Text excerpt.
U.S. Intellectual History Blog

Confederate Monuments and the Problem of Public Forgetfulness

53acyc

Die Löffelfamilie, Leipzig

For several weeks, I’ve been trying to formulate a post on the Confederate monument issue, but I’ve had a hard time formulating my thoughts. But Tim’s recent, thoughtful post on the issue made me feel that I should just put my thoughts down, however imperfectly.

To cut to the chase: I am less convinced than Tim that simply eliminating Confederate monuments is the right course of action. I sympathize with Tim’s view that these monuments constitute bad history, that bad history, in general, deserves to be corrected, and that these monuments are continuing sources of pain, especially for African American citizens of the states in which they appear. This last point I take particularly seriously. And yet…

As Tim says, it’s a dubious proposition that we learn our history from our monuments…though these particularly monuments reflected a larger, false narrative about the Civil War and Reconstruction that recurred in textbooks, speeches, and other narratives that are more likely sources of citizens’ ideas about the past. But that is, in fact, why I remain unconvinced that simply removing them is the right course of action.

For although these monuments represent a racist and false interpretation of the American past, that Neo-Confederate story has itself been a central ideological pillar of white supremacy since at least 1877. And remembering that story and the damage it has caused is nearly as important a task for public history as understanding the Civil War and Reconstruction themselves.

Americans love to comfortably forget the difficult parts of our past. And when those difficult parts are simply too obvious to entirely forget, we tend to minimize their importance. For example, everyone knows that slavery existed in this country before 1865. And nearly everyone will acknowledge that it was a Bad Thing. But there are all kinds of ways of minimizing its harm or its importance, from John Crowe Ransom’s claim in I’ll Take My Stand that slavery was “monstrous enough in theory, but, more often than not, humane in practice,” to all the old arguments that Southern states’ attempted secession in 1860-61 was about something other than slavery. Even D. W. Griffith’s The Birth of a Nation, which presents an extraordinarily racist, false narrative of the Civil War and Reconstruction, suggests that slavery was an evil, though it blames slavery on New England slave traders and suggests that it was the least bad system for an (unfortunately) multiracial society.

Provided data.

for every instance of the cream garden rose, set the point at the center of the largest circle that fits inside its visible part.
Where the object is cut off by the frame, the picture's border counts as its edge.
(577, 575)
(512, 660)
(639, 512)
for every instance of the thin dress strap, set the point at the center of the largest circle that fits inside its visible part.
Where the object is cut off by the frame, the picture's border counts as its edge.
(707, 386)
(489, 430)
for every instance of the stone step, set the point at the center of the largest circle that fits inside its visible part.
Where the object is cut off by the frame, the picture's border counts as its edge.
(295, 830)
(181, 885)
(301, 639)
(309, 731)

Given exercise 1. List every person named in the blog post on Confederate monuments.
Given exercise 2. According to the blog post on Confederate monuments, since when has the Neo-Confederate story been a central ideological pillar of white supremacy?
Given exercise 3. Carry on the blog post on Confederate monuments from its last sentence.
The lines come from a separate source.

Exercise response 1. Tim, John Crowe Ransom, D. W. Griffith

Exercise response 2. Since at least 1877.

Exercise response 3.
Those who argue that the Confederate battle flag is “heritage, not hate,” are half right. While it is certainly a symbol of hate, it also part of an unfortunate heritage. And there’s some danger that, once we all acknowledge it as a symbol of hate, we will forget what a central role it played in a consequential understanding of white, Southern identity, especially in the decades after the Brown decision.

And that is my concern about simply removing Confederate monuments, that doing so will encourage another round of self-interested forgetting. And since we are nowhere near conquering the poisonous legacy of white supremacy in this country, that forgetting is particularly dangerous.

But having said that, I’m not prepared to argue that we should preserve all Confederate monuments, because their bad history retains a cultural purchase and their presence is an ongoing source of pain and a symbol of ongoing oppression.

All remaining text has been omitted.